▶ Task prompt: Count the lines of the listing below that contain the string "floor", and give only that number.

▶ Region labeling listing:
- - -
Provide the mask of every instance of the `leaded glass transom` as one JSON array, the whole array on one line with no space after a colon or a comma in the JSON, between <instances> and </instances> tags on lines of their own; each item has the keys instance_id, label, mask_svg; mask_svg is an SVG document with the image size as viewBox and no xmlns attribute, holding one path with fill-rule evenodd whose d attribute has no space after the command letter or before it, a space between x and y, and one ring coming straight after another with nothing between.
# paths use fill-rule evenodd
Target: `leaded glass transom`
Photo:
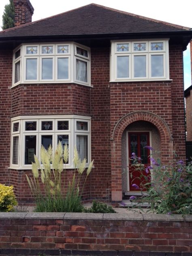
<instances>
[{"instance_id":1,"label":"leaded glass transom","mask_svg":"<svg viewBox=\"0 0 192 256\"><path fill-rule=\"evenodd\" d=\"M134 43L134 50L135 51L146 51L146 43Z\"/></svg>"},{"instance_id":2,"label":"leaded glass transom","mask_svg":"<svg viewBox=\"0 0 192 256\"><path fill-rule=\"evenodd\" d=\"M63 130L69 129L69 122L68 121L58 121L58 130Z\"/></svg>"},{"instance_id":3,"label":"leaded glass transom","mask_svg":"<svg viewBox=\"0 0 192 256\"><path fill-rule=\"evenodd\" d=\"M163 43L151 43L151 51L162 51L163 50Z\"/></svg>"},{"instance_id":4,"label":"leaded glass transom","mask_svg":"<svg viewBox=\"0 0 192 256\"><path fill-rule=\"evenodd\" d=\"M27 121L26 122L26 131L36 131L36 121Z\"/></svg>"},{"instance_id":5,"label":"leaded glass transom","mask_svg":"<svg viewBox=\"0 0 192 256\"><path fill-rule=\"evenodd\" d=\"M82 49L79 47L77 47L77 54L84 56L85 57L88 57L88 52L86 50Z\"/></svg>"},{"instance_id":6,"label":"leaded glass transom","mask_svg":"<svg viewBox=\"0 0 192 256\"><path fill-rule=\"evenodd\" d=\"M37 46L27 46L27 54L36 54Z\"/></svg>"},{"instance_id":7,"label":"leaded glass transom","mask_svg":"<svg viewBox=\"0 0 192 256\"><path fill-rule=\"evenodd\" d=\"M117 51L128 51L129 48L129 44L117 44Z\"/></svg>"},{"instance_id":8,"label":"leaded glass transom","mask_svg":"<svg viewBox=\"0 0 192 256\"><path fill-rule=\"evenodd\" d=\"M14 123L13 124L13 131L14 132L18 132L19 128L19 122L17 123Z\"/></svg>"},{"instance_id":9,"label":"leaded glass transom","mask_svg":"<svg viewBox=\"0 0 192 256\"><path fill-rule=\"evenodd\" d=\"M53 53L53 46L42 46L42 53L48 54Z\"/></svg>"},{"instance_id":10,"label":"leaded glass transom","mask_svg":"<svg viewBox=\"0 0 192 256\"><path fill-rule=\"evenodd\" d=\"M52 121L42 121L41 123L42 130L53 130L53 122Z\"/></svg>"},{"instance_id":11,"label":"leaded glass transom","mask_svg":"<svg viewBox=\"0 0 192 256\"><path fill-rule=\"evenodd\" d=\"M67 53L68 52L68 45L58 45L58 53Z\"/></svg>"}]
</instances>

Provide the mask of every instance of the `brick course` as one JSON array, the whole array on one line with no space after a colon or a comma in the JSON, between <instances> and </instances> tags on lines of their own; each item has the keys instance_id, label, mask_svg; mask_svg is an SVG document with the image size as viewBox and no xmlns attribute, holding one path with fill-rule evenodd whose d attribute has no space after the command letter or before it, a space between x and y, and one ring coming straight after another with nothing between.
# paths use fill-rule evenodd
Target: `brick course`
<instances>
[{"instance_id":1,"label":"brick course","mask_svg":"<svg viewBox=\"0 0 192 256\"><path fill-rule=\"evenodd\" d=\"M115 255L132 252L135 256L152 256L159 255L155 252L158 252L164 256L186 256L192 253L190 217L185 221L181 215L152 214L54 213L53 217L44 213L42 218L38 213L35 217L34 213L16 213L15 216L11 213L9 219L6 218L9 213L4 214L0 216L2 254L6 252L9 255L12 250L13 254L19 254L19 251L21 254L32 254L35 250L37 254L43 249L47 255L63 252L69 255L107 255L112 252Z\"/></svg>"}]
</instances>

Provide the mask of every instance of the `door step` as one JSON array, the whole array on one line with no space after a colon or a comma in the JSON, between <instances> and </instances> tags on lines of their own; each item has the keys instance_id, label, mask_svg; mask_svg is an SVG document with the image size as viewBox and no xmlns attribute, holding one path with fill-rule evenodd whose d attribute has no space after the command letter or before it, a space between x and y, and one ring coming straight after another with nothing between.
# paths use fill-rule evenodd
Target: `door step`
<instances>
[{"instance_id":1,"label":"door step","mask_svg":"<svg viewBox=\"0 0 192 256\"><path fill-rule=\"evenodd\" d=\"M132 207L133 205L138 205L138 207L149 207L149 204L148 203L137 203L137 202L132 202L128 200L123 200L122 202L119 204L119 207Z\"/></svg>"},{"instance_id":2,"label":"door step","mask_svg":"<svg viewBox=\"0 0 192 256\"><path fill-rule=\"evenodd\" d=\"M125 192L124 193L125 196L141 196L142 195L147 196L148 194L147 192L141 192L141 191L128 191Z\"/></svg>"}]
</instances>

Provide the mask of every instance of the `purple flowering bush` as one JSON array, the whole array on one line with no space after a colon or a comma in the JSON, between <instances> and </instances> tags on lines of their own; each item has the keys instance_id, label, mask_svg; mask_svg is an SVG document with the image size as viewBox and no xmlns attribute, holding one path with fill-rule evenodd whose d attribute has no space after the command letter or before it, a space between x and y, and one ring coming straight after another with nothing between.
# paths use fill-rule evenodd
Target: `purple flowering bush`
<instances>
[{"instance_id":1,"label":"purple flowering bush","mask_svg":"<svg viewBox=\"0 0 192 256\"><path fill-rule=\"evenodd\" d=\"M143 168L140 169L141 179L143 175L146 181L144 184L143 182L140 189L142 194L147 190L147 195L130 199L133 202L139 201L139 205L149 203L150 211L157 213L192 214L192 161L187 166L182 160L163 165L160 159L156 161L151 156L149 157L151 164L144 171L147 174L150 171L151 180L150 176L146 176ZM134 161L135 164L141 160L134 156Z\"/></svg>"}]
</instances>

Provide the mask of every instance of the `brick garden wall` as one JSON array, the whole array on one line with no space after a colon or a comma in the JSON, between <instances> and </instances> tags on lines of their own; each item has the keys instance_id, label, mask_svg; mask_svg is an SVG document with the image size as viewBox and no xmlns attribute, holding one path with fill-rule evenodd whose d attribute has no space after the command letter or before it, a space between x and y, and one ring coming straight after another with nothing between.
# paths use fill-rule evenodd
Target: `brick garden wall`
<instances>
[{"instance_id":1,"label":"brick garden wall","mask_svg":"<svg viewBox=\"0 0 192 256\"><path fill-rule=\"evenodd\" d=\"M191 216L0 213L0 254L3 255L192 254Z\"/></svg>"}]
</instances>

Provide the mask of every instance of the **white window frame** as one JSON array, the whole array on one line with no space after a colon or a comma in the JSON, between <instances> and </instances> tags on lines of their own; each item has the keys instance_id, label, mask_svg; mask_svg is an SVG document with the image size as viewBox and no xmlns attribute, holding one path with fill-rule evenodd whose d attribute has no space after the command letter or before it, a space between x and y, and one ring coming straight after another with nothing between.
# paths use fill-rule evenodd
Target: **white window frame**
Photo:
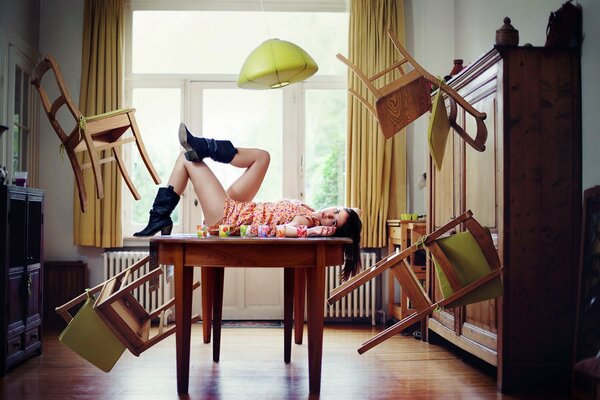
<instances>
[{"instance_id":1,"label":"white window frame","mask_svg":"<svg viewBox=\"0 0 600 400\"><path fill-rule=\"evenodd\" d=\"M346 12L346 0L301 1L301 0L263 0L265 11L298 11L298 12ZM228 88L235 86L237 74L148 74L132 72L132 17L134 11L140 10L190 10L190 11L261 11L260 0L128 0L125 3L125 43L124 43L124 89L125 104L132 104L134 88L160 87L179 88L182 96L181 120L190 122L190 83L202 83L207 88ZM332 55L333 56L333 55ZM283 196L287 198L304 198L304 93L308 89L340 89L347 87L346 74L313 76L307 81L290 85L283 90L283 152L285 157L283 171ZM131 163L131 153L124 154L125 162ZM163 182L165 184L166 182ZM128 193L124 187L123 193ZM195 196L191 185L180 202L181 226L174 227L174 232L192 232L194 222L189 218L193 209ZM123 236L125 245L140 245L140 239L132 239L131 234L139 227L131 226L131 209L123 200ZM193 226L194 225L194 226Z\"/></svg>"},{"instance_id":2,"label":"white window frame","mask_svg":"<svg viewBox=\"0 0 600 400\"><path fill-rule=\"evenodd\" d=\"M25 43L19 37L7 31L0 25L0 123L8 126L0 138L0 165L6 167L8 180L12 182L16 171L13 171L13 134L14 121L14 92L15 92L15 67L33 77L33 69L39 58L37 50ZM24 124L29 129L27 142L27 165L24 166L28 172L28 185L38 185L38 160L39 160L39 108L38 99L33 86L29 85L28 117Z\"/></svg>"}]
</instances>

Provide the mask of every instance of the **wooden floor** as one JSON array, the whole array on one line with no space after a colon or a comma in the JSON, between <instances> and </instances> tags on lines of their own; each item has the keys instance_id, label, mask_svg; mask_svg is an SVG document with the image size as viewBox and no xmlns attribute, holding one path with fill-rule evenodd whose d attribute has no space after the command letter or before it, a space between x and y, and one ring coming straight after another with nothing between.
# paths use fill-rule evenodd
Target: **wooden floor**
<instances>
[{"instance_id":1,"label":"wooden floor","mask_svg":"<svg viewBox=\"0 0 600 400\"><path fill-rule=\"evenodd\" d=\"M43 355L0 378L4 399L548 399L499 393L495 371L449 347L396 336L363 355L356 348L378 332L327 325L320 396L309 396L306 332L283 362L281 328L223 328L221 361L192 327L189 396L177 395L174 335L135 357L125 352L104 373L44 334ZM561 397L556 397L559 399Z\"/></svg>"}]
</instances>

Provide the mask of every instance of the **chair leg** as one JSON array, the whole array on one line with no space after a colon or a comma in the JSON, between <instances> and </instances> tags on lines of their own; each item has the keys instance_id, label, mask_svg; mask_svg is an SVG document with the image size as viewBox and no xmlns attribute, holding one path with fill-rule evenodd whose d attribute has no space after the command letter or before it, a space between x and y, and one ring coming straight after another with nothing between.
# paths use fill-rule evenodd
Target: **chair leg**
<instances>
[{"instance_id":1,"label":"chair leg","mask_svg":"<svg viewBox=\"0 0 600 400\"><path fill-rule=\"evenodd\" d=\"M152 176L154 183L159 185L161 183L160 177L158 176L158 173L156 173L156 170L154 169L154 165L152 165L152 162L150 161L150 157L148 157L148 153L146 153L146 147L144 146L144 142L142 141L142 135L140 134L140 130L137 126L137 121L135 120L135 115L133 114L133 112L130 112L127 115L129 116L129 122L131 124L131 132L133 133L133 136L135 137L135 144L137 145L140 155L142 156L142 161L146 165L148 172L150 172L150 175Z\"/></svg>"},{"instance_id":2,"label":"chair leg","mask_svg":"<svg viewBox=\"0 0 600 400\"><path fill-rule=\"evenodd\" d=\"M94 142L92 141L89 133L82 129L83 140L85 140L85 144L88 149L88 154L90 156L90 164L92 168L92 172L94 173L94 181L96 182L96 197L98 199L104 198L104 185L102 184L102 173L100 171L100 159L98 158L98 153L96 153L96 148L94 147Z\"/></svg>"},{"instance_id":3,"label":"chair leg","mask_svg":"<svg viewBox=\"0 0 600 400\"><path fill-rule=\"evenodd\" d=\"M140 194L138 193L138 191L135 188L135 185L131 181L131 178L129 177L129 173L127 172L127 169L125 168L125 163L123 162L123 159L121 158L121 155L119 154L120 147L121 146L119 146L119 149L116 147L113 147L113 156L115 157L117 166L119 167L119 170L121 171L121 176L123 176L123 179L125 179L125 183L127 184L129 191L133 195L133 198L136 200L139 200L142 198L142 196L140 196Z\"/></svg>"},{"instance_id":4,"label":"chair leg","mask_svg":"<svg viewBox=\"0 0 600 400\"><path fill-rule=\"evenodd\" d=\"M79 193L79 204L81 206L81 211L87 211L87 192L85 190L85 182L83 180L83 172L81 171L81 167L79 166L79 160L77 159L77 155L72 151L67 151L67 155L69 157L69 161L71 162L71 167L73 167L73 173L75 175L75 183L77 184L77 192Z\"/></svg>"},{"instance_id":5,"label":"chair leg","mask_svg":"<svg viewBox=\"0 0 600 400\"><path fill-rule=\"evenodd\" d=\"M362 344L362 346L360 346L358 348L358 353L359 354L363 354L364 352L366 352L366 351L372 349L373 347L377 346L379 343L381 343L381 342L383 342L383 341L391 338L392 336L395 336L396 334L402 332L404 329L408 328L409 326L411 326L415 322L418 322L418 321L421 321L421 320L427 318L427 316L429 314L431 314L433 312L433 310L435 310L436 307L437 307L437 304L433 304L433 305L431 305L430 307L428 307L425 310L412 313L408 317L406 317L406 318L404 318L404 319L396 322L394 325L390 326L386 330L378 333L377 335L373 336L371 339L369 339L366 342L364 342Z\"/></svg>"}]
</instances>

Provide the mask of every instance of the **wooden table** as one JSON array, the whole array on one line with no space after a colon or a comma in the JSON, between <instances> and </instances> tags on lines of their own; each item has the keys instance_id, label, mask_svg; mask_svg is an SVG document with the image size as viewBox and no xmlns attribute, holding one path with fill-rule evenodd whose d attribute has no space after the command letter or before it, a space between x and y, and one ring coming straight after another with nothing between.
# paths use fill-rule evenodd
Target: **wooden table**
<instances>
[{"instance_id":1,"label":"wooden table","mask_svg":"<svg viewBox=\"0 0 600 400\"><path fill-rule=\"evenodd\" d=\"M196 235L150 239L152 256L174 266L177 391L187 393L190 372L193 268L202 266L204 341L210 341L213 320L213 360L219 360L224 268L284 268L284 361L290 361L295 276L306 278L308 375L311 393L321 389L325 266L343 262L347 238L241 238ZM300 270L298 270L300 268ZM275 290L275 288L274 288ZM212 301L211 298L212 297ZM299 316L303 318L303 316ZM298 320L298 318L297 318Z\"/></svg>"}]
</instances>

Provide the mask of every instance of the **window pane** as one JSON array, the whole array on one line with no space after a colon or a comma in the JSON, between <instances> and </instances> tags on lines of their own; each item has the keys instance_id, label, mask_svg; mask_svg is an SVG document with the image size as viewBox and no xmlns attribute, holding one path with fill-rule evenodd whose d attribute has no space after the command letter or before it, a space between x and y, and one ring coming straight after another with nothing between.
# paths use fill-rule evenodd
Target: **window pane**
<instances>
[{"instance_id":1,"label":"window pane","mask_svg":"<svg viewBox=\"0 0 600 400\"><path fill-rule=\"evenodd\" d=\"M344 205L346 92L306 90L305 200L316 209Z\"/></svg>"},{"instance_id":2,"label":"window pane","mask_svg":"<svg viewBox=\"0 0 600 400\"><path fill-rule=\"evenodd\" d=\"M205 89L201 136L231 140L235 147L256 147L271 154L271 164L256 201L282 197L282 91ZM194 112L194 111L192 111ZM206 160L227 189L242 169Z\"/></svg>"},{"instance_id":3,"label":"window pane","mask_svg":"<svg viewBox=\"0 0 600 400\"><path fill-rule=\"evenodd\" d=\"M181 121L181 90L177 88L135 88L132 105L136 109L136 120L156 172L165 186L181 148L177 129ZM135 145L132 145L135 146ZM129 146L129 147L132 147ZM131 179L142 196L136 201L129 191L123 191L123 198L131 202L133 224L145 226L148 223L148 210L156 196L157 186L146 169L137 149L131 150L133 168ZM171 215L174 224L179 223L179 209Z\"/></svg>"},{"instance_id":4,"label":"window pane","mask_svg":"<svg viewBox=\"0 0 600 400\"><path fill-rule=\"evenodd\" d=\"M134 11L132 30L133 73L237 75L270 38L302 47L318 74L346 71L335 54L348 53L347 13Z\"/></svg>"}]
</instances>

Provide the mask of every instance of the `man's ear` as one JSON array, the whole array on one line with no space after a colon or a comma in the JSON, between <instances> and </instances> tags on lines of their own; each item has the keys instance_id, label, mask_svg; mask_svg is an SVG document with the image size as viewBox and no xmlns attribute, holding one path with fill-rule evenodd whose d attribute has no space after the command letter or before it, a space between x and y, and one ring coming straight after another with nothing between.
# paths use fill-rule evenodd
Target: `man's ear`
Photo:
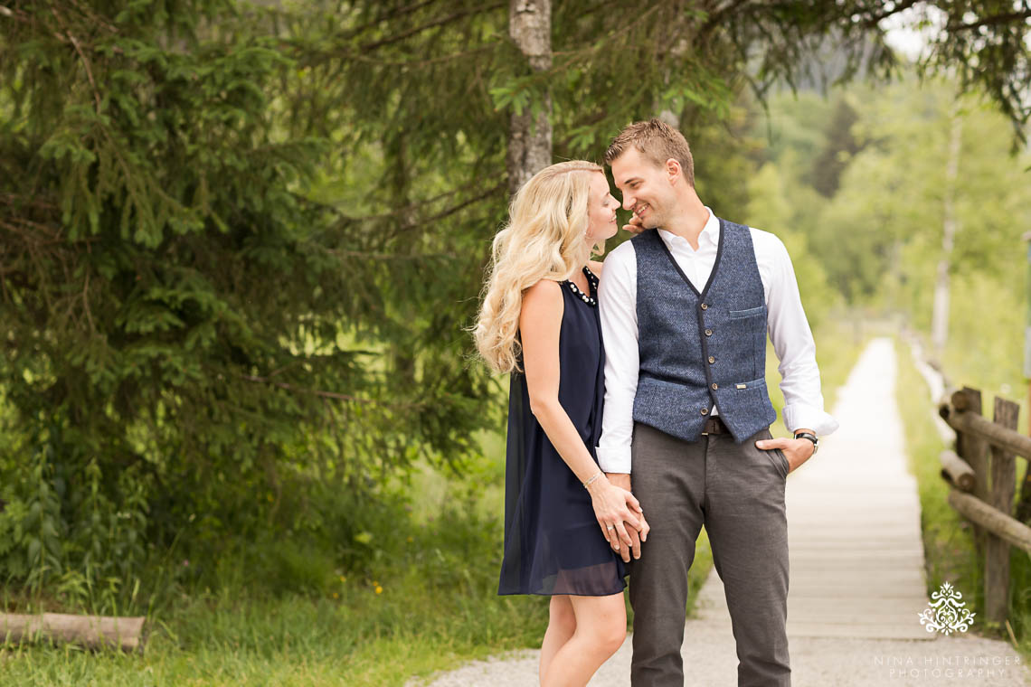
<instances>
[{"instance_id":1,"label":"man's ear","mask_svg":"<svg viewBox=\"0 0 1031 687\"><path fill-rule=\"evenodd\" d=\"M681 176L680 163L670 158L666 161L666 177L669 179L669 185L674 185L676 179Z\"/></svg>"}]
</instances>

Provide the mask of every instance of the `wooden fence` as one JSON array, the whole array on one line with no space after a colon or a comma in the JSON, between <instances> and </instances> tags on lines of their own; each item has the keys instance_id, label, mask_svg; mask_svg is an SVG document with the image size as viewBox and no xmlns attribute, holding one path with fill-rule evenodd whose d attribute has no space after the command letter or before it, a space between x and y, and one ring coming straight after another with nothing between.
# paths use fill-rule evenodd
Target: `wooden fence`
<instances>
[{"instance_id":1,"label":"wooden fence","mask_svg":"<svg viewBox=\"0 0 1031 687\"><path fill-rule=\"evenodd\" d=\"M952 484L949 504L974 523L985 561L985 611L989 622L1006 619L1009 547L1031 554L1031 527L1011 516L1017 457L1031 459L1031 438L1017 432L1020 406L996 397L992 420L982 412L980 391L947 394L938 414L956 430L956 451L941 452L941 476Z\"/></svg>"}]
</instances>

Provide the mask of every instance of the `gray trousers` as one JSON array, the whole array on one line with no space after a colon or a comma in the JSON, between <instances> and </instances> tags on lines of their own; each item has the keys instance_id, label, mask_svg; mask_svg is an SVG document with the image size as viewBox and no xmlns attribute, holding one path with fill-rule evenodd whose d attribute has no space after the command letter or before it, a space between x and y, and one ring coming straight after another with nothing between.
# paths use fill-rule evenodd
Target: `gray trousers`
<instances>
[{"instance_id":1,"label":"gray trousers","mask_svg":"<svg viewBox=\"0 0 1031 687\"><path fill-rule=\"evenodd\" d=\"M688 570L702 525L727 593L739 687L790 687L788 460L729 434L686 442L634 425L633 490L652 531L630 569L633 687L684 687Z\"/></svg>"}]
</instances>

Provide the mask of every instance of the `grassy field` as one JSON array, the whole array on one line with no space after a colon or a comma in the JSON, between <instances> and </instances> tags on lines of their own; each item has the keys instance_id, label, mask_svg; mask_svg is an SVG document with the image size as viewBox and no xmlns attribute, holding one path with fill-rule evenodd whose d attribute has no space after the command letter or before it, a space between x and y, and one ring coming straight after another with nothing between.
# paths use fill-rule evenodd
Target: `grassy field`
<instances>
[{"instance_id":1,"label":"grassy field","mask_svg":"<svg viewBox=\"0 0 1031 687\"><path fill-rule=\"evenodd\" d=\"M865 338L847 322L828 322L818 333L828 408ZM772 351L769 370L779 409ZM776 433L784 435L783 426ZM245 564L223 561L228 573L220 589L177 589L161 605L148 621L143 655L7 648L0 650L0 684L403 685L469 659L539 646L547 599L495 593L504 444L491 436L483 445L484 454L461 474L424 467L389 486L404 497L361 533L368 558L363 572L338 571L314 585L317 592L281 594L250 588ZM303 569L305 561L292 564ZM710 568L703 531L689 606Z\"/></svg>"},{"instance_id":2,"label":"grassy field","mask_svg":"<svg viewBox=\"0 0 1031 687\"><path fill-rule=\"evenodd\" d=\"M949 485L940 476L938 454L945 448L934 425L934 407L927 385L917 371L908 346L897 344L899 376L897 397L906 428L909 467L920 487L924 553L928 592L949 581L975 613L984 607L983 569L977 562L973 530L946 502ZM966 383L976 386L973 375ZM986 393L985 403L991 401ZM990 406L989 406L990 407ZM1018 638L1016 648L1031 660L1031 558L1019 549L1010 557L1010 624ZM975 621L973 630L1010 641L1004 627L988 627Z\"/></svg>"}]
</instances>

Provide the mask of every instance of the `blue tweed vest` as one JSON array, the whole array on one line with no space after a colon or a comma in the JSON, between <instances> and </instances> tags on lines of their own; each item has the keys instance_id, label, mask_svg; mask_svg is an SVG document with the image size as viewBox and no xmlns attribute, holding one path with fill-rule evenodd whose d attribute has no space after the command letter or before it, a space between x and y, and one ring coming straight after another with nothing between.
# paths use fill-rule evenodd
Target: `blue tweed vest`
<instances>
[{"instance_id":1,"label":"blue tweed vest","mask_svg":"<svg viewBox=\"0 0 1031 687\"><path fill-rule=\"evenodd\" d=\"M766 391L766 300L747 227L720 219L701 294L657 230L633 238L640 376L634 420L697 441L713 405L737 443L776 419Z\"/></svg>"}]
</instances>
- - -
▶ Full answer: 3